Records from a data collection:
=======

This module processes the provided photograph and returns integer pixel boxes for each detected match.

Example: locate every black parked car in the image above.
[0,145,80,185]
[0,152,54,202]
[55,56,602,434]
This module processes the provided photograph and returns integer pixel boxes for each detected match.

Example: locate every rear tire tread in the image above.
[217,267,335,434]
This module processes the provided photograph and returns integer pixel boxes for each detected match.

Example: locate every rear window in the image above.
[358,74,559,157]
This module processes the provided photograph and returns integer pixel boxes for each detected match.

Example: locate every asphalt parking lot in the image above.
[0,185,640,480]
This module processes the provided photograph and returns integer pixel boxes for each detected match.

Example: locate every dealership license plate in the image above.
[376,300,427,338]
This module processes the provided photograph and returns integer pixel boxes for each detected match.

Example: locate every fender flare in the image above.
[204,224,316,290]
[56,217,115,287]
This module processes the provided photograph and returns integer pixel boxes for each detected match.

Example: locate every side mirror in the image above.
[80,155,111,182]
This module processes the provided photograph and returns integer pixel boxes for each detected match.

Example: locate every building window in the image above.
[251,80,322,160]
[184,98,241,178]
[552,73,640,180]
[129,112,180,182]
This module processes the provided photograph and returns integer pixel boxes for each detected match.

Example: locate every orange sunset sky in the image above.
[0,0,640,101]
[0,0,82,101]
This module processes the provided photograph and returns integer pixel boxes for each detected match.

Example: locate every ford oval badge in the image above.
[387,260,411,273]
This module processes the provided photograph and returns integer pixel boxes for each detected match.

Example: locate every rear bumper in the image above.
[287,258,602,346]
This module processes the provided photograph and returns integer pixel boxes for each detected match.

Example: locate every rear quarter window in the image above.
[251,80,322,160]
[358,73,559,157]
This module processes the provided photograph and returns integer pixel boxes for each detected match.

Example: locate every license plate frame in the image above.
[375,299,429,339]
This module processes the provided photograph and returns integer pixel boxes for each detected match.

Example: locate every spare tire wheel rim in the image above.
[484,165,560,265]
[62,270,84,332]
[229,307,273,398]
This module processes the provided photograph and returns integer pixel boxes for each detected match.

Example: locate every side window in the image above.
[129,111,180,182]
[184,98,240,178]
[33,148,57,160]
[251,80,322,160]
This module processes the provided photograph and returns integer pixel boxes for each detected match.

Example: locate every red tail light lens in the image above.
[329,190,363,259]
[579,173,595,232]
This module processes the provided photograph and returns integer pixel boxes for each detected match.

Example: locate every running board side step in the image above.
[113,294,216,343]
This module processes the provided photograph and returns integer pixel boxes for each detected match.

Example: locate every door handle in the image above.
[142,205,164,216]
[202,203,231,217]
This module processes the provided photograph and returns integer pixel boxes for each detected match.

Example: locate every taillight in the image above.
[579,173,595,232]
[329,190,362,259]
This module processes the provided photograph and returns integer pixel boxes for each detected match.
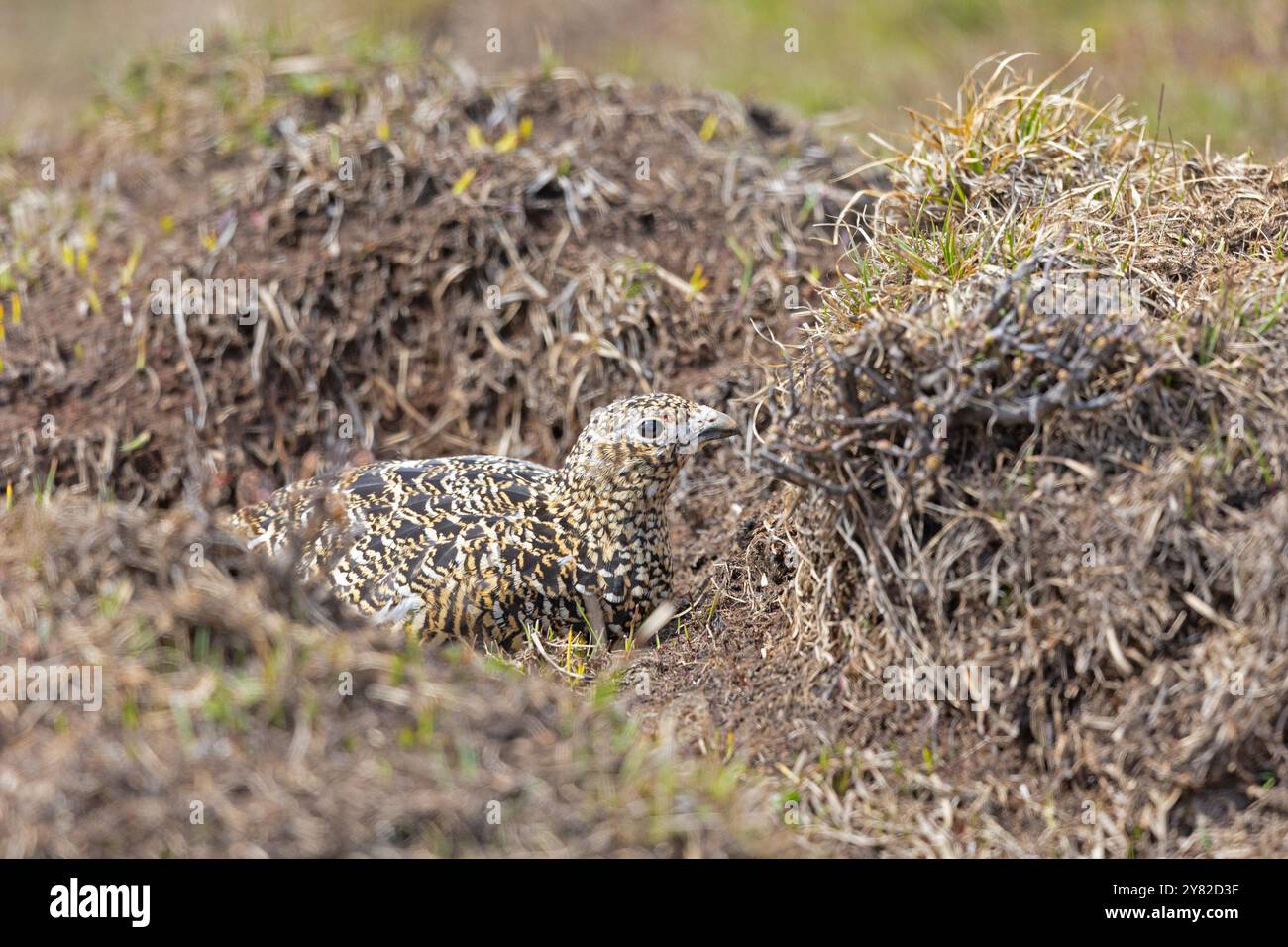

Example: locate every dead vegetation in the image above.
[0,500,791,857]
[0,42,1288,856]
[0,35,847,505]
[741,54,1288,856]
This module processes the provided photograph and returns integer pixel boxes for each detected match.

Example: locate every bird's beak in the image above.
[691,407,742,443]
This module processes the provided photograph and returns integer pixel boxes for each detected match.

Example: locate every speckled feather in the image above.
[233,394,737,643]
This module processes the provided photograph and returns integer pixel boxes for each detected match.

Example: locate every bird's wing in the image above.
[319,497,576,637]
[232,455,554,556]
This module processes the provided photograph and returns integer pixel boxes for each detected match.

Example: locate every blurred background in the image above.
[0,0,1288,161]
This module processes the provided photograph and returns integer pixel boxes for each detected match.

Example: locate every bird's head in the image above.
[564,394,739,498]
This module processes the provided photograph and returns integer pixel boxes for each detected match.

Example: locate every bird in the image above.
[232,394,741,648]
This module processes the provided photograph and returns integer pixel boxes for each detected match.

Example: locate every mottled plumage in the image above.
[233,394,737,643]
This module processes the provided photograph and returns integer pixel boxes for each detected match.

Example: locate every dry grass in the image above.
[0,41,1288,856]
[759,54,1288,856]
[0,500,793,857]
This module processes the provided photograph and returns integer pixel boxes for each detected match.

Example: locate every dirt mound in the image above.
[0,35,850,505]
[715,54,1288,856]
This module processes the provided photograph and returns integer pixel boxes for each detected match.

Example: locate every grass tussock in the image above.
[0,36,846,505]
[759,58,1288,856]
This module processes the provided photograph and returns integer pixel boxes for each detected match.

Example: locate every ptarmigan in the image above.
[226,394,738,644]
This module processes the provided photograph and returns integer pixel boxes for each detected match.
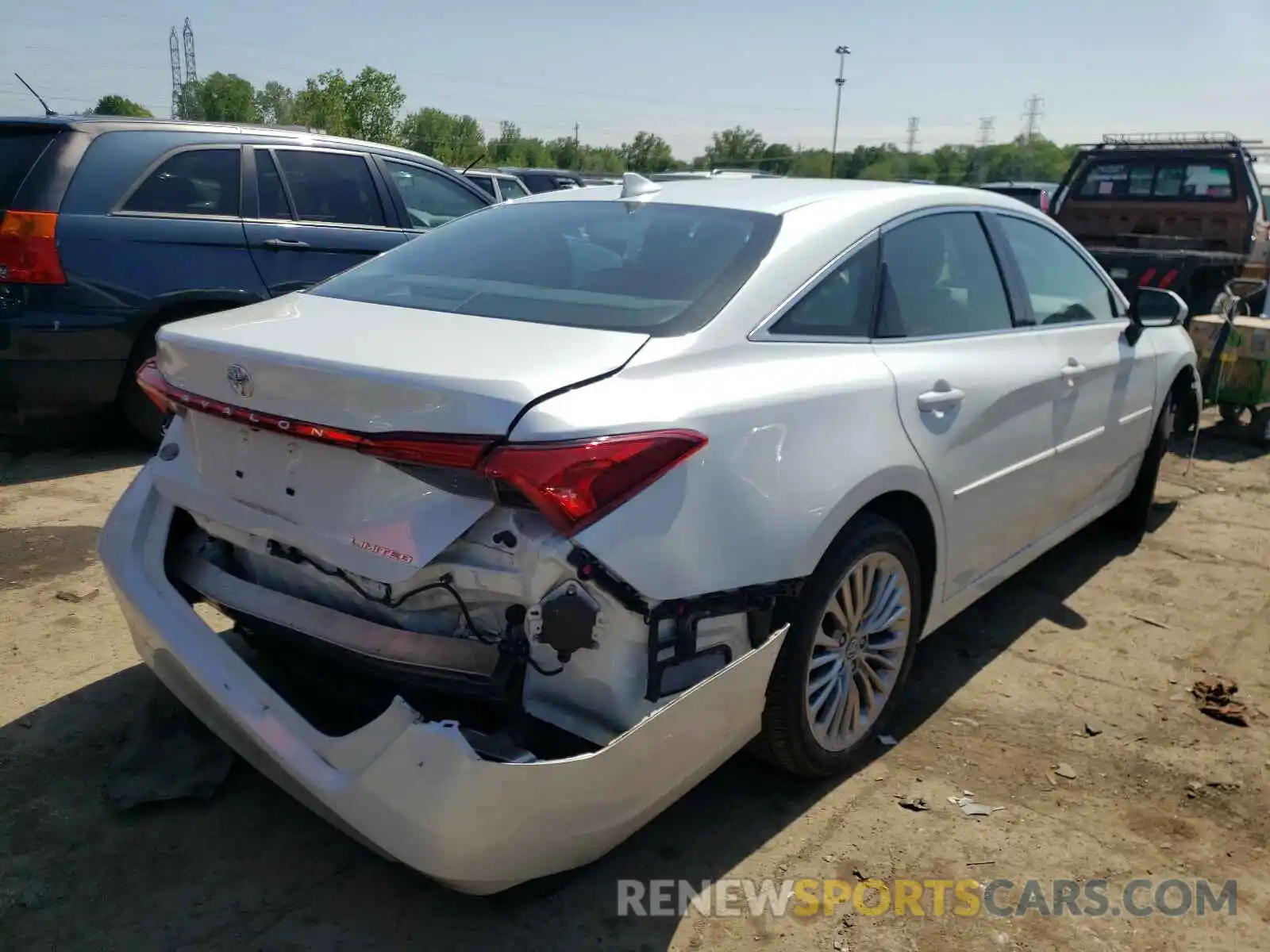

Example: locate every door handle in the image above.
[1059,357,1086,383]
[917,381,965,414]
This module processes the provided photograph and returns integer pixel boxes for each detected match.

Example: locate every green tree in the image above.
[701,125,766,169]
[84,95,154,119]
[345,66,405,144]
[256,80,296,125]
[621,132,675,173]
[398,108,487,165]
[198,72,262,122]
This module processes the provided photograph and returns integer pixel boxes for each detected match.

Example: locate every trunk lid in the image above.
[155,294,648,584]
[159,294,648,436]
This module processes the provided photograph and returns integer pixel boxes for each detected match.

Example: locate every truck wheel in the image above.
[1217,404,1243,424]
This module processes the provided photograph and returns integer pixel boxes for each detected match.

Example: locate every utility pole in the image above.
[908,116,921,178]
[974,116,995,186]
[829,46,851,179]
[1018,95,1045,178]
[167,27,183,119]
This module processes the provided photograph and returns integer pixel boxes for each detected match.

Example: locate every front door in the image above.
[245,146,405,297]
[874,211,1058,599]
[995,213,1160,533]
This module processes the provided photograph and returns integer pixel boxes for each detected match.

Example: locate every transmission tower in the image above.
[167,27,182,119]
[974,116,995,184]
[1018,95,1045,178]
[906,116,921,178]
[180,17,198,83]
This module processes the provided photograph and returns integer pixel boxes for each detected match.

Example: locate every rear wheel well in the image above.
[777,490,938,637]
[1160,364,1199,440]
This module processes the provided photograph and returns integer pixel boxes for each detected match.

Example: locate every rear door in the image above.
[375,155,498,232]
[993,212,1158,533]
[874,211,1059,599]
[245,146,405,297]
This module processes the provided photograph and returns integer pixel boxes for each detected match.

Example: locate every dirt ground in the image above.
[0,420,1270,952]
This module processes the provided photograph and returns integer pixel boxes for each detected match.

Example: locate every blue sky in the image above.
[0,0,1270,160]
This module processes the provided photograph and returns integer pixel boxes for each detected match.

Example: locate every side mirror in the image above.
[1129,287,1190,328]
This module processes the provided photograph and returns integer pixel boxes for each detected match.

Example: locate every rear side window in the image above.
[123,148,239,217]
[878,212,1014,338]
[0,125,57,209]
[1073,159,1234,202]
[275,148,385,226]
[770,239,880,338]
[311,201,779,336]
[383,159,487,228]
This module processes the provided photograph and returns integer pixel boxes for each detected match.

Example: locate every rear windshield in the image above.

=======

Task requirements: Rewrite the entries from the very beginning through the line containing "[217,267,335,434]", changing "module" to "component" and leaving everything else as it is.

Output for this task:
This component processes the provided photograph and returns integer pixel boxes for each detected match.

Example: locate every black parked car in the image above.
[0,145,80,185]
[0,152,54,202]
[55,56,602,434]
This component processes the provided photograph and returns integer pixel boxes for each detected match.

Example: locate every rear tire tread in the image above.
[217,267,335,434]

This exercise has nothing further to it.